== Materials provided ==
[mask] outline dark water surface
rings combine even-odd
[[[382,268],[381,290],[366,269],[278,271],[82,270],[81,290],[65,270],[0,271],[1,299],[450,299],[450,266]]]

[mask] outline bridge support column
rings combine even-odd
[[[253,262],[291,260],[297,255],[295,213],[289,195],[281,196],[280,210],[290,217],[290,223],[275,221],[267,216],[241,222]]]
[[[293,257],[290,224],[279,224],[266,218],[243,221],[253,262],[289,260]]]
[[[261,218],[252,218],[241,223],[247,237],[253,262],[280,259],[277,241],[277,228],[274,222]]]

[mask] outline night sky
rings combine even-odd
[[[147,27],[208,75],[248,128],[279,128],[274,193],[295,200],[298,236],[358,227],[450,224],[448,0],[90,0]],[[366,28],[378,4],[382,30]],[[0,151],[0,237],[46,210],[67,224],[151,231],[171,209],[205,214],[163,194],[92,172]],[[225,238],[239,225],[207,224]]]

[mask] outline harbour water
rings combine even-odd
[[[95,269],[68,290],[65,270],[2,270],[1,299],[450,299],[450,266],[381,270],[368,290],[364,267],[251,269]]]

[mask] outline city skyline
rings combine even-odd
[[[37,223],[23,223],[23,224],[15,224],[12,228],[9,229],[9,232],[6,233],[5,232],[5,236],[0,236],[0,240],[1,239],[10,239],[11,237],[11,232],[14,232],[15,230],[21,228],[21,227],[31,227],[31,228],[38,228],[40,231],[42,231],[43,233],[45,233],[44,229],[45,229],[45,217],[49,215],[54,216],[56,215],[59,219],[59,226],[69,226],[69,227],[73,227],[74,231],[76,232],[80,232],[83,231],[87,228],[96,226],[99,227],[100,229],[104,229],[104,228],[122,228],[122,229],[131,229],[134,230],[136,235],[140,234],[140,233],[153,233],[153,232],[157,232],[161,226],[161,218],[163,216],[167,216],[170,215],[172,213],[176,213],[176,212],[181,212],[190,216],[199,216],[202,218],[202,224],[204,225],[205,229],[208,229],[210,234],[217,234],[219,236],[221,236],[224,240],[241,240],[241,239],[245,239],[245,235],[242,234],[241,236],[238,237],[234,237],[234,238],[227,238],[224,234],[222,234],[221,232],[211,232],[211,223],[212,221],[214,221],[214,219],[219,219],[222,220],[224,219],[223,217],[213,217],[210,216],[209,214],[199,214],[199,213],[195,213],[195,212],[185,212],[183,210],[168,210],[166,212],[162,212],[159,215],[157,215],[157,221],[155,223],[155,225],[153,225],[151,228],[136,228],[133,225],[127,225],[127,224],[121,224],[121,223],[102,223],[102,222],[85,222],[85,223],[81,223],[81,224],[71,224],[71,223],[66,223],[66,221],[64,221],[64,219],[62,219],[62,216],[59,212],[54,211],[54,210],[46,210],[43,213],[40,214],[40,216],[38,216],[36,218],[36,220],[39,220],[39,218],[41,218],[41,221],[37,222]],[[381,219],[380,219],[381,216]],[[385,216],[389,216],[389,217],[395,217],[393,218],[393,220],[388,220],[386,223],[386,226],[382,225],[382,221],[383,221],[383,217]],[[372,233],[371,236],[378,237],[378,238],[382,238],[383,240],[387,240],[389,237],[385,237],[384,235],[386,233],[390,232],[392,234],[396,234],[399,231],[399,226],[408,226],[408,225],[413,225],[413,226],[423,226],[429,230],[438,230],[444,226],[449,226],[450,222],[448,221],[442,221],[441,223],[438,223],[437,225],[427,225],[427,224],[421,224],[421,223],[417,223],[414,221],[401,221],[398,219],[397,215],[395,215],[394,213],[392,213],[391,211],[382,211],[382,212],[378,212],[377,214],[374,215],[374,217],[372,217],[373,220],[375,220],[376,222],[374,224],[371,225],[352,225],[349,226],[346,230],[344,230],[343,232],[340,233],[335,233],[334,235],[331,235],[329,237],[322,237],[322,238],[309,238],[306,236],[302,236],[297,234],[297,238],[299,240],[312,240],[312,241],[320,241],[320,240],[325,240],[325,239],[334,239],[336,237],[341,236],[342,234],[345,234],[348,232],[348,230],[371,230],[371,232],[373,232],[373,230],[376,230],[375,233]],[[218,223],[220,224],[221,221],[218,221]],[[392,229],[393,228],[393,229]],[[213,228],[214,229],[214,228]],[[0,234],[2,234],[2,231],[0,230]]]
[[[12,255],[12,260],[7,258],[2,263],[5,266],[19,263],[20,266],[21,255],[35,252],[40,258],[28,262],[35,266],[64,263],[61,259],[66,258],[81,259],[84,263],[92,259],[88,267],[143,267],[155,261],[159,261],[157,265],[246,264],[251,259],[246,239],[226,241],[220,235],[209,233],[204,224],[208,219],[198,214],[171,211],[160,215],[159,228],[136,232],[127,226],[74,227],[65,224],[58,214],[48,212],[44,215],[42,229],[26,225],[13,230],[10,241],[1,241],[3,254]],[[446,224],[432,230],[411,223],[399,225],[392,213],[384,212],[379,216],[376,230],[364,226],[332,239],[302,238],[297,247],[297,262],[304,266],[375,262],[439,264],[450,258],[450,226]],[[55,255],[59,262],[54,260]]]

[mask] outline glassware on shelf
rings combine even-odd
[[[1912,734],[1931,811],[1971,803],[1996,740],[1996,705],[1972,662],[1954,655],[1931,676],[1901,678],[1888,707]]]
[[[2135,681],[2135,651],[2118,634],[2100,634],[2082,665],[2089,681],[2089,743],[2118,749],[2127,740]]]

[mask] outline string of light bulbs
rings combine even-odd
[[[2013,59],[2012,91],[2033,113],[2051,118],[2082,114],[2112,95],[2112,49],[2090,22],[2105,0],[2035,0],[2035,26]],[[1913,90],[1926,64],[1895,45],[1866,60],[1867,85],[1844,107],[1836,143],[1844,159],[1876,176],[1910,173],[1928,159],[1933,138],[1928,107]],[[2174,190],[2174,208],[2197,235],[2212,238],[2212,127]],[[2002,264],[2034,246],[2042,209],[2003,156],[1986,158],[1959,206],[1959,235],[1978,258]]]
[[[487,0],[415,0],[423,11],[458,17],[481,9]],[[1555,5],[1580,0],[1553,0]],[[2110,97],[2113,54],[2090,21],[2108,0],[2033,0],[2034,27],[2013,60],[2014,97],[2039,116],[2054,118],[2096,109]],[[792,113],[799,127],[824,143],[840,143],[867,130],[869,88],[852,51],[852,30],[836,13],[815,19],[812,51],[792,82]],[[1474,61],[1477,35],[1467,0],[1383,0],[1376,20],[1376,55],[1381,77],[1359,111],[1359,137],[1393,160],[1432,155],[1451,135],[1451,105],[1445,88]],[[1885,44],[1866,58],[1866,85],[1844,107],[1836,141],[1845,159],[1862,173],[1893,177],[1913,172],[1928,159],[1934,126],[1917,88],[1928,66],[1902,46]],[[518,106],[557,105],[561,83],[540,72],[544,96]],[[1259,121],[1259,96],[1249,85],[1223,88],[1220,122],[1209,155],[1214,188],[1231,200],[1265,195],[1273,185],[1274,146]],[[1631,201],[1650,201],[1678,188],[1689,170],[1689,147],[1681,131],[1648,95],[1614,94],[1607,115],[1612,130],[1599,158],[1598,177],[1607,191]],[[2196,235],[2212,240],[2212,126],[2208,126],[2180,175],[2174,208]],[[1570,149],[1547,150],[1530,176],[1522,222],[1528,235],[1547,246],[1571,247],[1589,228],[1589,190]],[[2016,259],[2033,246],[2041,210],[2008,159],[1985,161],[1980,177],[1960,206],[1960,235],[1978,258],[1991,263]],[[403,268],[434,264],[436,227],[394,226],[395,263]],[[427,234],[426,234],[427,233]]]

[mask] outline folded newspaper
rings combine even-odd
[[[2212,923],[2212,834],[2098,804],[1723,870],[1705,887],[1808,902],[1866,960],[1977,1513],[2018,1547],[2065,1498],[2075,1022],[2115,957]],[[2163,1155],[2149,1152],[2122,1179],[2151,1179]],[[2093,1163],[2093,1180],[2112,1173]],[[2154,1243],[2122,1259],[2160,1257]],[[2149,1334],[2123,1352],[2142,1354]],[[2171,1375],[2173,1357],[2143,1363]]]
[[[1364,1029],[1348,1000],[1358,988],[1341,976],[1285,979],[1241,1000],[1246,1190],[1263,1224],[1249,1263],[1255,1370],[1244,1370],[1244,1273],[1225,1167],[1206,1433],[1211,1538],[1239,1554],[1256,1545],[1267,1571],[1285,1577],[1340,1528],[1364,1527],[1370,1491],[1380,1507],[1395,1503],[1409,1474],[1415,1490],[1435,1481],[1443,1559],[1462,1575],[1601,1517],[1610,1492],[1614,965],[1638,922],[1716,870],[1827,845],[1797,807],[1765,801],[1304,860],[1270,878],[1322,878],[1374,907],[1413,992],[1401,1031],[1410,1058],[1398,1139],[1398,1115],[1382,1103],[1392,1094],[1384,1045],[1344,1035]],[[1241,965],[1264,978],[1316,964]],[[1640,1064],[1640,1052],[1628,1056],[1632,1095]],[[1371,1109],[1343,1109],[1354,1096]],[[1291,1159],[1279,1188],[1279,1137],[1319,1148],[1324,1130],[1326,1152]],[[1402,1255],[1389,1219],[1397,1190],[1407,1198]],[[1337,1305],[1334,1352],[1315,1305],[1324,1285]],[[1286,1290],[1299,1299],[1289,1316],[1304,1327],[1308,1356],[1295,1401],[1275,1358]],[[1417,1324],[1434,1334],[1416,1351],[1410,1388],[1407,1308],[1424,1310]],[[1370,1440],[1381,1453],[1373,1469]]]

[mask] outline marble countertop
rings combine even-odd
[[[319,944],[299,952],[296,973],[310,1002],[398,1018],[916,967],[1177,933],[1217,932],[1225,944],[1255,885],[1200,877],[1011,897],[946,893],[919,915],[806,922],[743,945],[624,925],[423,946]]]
===
## Work to be completed
Start at the line containing "[mask] outline folded newspaper" and copy each line through the last one in the records, exactly and with nothing added.

## Reply to the task
[mask] outline folded newspaper
rings combine even-odd
[[[2212,923],[2212,834],[2098,804],[1723,870],[1705,887],[1808,902],[1866,960],[1977,1513],[2018,1547],[2065,1498],[2075,1022],[2115,957]],[[2163,1155],[2149,1152],[2122,1179],[2151,1179]],[[2093,1163],[2093,1180],[2112,1173]],[[2154,1243],[2122,1259],[2160,1257]],[[2149,1334],[2123,1352],[2142,1354]],[[2171,1375],[2173,1357],[2143,1363]]]
[[[1364,1029],[1348,1000],[1358,988],[1341,976],[1285,979],[1241,1000],[1246,1190],[1263,1224],[1249,1263],[1255,1370],[1244,1370],[1244,1273],[1225,1167],[1206,1433],[1211,1538],[1239,1554],[1256,1545],[1267,1571],[1285,1577],[1340,1528],[1364,1527],[1370,1491],[1380,1507],[1395,1503],[1409,1474],[1415,1490],[1435,1481],[1443,1559],[1462,1575],[1601,1517],[1610,1492],[1614,965],[1638,922],[1716,870],[1827,845],[1797,807],[1765,801],[1304,860],[1270,878],[1322,878],[1374,907],[1413,992],[1401,1031],[1410,1058],[1398,1139],[1398,1115],[1382,1103],[1392,1094],[1384,1045],[1344,1035]],[[1241,965],[1264,978],[1316,964]],[[1640,1064],[1640,1052],[1628,1056],[1632,1095]],[[1371,1109],[1343,1109],[1354,1096]],[[1291,1159],[1279,1188],[1279,1137],[1319,1148],[1324,1130],[1326,1152]],[[1402,1255],[1389,1219],[1397,1190],[1407,1198]],[[1337,1305],[1334,1352],[1315,1305],[1324,1285]],[[1286,1290],[1299,1299],[1289,1316],[1304,1327],[1308,1356],[1295,1401],[1275,1358]],[[1417,1324],[1434,1334],[1416,1351],[1410,1388],[1407,1308],[1424,1310]],[[1370,1440],[1381,1453],[1373,1469]]]

[mask] outline marble countertop
rings combine even-odd
[[[319,944],[299,952],[296,973],[310,1002],[398,1018],[916,967],[1177,933],[1217,932],[1225,944],[1255,885],[1200,877],[1011,897],[946,893],[919,915],[806,922],[743,945],[624,925],[423,946]]]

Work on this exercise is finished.